Copy the listing below word for word, leaving out the pictures.

Source records
───

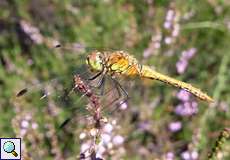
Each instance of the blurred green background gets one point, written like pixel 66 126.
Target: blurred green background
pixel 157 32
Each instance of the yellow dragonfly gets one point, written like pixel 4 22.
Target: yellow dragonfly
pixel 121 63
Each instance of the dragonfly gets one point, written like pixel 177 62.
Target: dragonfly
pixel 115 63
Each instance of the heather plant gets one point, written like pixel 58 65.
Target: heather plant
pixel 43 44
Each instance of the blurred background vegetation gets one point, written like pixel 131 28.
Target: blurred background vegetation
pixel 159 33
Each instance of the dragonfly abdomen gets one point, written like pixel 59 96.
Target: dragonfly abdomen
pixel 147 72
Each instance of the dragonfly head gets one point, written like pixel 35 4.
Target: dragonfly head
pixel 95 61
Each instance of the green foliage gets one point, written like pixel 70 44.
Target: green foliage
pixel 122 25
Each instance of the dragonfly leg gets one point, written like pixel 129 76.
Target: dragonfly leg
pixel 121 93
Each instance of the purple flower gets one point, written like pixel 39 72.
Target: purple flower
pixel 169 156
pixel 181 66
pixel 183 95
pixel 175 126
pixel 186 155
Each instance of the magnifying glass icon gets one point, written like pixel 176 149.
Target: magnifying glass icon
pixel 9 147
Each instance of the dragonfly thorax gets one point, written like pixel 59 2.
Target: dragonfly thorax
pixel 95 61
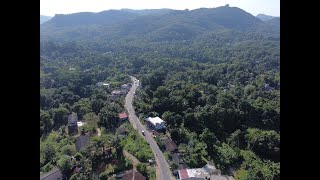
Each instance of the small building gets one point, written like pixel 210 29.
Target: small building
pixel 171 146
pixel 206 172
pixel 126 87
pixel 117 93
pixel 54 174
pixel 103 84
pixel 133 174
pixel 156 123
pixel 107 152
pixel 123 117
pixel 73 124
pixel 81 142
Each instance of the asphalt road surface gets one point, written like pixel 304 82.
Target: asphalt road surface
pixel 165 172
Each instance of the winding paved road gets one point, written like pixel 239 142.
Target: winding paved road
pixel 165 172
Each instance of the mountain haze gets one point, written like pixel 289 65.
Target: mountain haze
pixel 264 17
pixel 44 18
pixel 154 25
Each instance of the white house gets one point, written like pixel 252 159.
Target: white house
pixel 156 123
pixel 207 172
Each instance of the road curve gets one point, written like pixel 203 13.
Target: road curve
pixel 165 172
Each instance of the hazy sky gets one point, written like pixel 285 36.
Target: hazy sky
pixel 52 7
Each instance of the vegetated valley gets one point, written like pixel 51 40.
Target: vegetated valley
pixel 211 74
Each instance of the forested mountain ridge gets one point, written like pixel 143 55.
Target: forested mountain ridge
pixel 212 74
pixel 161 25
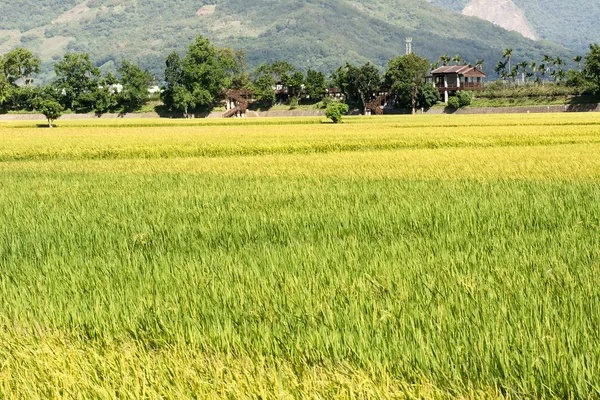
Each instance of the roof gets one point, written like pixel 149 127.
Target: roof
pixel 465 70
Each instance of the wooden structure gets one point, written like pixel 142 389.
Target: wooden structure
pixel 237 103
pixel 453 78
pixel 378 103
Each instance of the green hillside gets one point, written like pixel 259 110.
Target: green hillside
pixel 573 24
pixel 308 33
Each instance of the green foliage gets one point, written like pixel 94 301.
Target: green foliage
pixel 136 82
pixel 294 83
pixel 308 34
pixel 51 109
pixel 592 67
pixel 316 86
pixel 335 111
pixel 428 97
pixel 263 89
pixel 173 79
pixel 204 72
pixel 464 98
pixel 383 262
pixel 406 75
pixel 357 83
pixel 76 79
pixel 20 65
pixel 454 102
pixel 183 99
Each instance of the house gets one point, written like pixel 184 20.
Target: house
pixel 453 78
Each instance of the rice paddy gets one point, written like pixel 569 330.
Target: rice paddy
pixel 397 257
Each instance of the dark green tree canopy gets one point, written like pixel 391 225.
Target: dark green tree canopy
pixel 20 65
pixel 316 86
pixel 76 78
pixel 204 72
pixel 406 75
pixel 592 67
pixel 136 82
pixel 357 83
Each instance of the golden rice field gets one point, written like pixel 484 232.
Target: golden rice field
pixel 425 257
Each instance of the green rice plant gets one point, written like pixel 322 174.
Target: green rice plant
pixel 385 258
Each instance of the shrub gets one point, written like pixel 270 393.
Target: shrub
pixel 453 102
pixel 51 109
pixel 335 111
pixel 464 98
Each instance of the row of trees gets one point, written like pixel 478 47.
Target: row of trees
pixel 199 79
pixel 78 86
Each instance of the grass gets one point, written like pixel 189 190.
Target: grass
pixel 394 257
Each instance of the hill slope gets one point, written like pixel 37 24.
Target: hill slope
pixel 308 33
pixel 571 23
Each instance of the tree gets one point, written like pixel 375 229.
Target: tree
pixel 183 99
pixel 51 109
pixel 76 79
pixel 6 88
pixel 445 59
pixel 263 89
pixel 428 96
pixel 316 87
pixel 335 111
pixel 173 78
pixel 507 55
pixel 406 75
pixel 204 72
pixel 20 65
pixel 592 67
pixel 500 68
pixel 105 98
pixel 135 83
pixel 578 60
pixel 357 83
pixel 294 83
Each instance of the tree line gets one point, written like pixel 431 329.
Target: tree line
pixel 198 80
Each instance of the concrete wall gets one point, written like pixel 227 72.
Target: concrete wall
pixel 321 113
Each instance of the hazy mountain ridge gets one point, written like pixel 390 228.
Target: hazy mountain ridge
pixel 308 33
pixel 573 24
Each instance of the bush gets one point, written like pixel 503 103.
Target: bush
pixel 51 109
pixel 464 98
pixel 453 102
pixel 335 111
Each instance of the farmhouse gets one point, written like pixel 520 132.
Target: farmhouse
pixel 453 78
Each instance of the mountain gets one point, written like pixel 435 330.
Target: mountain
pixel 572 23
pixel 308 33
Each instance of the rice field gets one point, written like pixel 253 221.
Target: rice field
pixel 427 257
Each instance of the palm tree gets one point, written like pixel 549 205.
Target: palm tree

───

In response
Each instance of the blurred green background gets one point, written like pixel 66 126.
Target: blurred green background
pixel 157 32
Each instance of the yellow dragonfly gets one point, written like pixel 4 22.
Target: yellow dragonfly
pixel 121 63
Each instance of the dragonfly gets one point, written like pixel 177 62.
Target: dragonfly
pixel 115 63
Each instance of the heather plant gets one point, written like pixel 58 65.
Target: heather plant
pixel 43 44
Each instance of the blurred background vegetation gets one point, written like pixel 131 28.
Target: blurred background vegetation
pixel 159 33
Each instance of the dragonfly abdomen gets one point, written like pixel 59 96.
Target: dragonfly abdomen
pixel 147 72
Each instance of the dragonfly head gets one point, written like pixel 35 4.
Target: dragonfly head
pixel 95 61
Each instance of the green foliage gets one point, written like pixel 70 44.
Target: green foliage
pixel 122 25
Each instance of the dragonfly leg gets one point, written like pixel 129 76.
Target: dragonfly leg
pixel 121 93
Each instance of the purple flower gets one point, written like pixel 39 72.
Target: purple flower
pixel 169 156
pixel 181 66
pixel 183 95
pixel 175 126
pixel 186 155
Each instance of the magnifying glass icon gets one point, written like pixel 176 149.
Target: magnifying glass icon
pixel 9 147
Each instance of the dragonfly thorax gets one point, written like pixel 59 2.
Target: dragonfly thorax
pixel 95 61
Each instance of the small building gets one point, written like pixel 210 29.
Target: small building
pixel 171 146
pixel 206 172
pixel 126 87
pixel 117 93
pixel 54 174
pixel 103 84
pixel 133 174
pixel 156 123
pixel 107 152
pixel 123 117
pixel 73 124
pixel 81 142
Each instance of the asphalt road surface gets one point, written like pixel 304 82.
Target: asphalt road surface
pixel 165 172
Each instance of the winding paved road gets one point, written like pixel 239 142.
Target: winding paved road
pixel 165 172
Each instance of the mountain haze gets one point, written like pixel 289 65.
Target: mountain haze
pixel 264 17
pixel 44 18
pixel 154 25
Each instance of the white house gets one point, written like pixel 252 159.
Target: white house
pixel 156 123
pixel 207 172
Each instance of the road curve gets one point, written like pixel 203 13.
Target: road curve
pixel 165 172
Each instance of the hazy sky gets one point, written like pixel 285 36.
Target: hazy sky
pixel 52 7
Each instance of the vegetated valley gets one point, written like pixel 51 40.
Target: vegetated valley
pixel 211 74
Each instance of the forested mountain ridge gets one point, written like pixel 143 55.
Target: forested mountain ridge
pixel 212 74
pixel 161 25
Each instance of the roof gets one point, written like pixel 149 127.
Target: roof
pixel 465 70
Each instance of the wooden structure gets one point, written like pixel 142 389.
Target: wooden structure
pixel 237 103
pixel 453 78
pixel 378 103
Each instance of the green hillside gets one point, written like pixel 259 110.
Target: green hillside
pixel 573 24
pixel 308 33
Each instance of the green foliage gets one point, written like pixel 94 301.
Target: green foliage
pixel 136 82
pixel 294 83
pixel 308 34
pixel 51 109
pixel 592 67
pixel 316 86
pixel 335 111
pixel 428 97
pixel 263 89
pixel 173 79
pixel 204 72
pixel 464 98
pixel 383 262
pixel 406 75
pixel 357 83
pixel 76 79
pixel 20 65
pixel 454 102
pixel 183 99
Each instance of the house gets one point, written like pixel 184 20.
Target: house
pixel 453 78
Each instance of the rice paddy gets one point, written like pixel 569 330.
Target: rice paddy
pixel 397 257
Each instance of the dark green tree canopy gets one point, written like pixel 391 225.
Target: dark green tree canopy
pixel 20 65
pixel 316 86
pixel 76 78
pixel 204 72
pixel 406 75
pixel 592 67
pixel 136 82
pixel 357 83
Each instance of the golden rice field gets one point, written like pixel 484 232.
Target: golden rice field
pixel 425 257
Each instance of the green rice plant gets one point, written like pixel 322 174.
Target: green rice plant
pixel 385 258
Each instance of the shrub gets one point, written like pixel 270 393.
Target: shrub
pixel 453 102
pixel 51 109
pixel 335 111
pixel 464 98
Each instance of the row of trees gets one point, written like pixel 478 47.
Target: row of trees
pixel 199 79
pixel 78 86
Each instance of the grass gets one point, written like pixel 189 190.
Target: grass
pixel 394 257
Each instance of the hill slope gets one point, written like pixel 37 24.
Target: hill slope
pixel 308 33
pixel 571 23
Each instance of the tree gets one point, written like pixel 375 229.
Target: tree
pixel 183 99
pixel 51 109
pixel 76 79
pixel 6 88
pixel 445 59
pixel 263 89
pixel 428 96
pixel 316 87
pixel 335 111
pixel 173 78
pixel 507 55
pixel 406 75
pixel 204 72
pixel 20 65
pixel 592 67
pixel 500 68
pixel 105 98
pixel 135 83
pixel 578 60
pixel 357 83
pixel 294 83
Each instance of the tree line gets one point, written like pixel 431 329.
Target: tree line
pixel 198 80
Each instance of the concrete wall gets one point, written like pixel 227 72.
Target: concrete wall
pixel 321 113
Each instance of the hazy mountain ridge gets one point, written like pixel 390 228.
Target: hazy mountain ridge
pixel 308 33
pixel 573 24
Each instance of the bush gets one point, written like pixel 503 103.
Target: bush
pixel 51 109
pixel 464 98
pixel 453 102
pixel 335 111
Each instance of the farmhouse gets one point, written like pixel 520 132.
Target: farmhouse
pixel 453 78
Each instance of the mountain gets one point, written like pixel 435 330.
Target: mountain
pixel 572 23
pixel 308 33
Each instance of the rice field gets one point, written like pixel 253 221.
Target: rice field
pixel 427 257
Each instance of the palm tree gets one point, written like pixel 549 205.
Target: palm tree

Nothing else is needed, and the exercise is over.